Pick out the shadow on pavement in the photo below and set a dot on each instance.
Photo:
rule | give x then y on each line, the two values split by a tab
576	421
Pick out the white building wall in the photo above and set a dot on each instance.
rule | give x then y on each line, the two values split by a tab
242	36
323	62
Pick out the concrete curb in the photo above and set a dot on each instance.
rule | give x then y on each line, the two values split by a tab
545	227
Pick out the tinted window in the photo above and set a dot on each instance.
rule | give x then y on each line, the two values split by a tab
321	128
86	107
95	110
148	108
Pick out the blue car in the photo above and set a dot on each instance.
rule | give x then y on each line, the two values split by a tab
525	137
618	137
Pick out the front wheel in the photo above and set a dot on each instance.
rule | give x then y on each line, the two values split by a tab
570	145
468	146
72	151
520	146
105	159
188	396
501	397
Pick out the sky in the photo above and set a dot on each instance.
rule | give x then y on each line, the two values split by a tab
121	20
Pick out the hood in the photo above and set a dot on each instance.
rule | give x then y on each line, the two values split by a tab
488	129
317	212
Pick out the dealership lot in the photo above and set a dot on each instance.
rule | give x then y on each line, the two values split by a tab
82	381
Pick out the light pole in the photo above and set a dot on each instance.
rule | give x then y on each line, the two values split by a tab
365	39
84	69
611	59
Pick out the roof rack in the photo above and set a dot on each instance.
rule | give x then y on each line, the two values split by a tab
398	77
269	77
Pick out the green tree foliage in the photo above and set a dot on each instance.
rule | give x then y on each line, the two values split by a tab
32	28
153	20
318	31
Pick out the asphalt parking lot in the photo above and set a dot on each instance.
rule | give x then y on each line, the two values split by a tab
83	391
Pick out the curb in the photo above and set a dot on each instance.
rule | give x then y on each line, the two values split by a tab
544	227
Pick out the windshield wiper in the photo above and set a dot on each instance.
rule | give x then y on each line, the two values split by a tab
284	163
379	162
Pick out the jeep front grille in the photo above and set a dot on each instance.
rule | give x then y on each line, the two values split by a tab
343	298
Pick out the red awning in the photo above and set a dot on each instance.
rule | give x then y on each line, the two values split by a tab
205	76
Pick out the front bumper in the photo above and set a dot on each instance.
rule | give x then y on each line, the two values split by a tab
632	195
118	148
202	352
=====
Put everything from the line containing "Pick out the front bumper" down to the end of the rows into a numbered list, one line per item, leaving out any blank lines.

1. Pick out the front bumper in the photo above and set a dot on each instance.
2. rule | give x then y on each line, the two values split by a tab
3. 632	195
4. 118	148
5. 202	352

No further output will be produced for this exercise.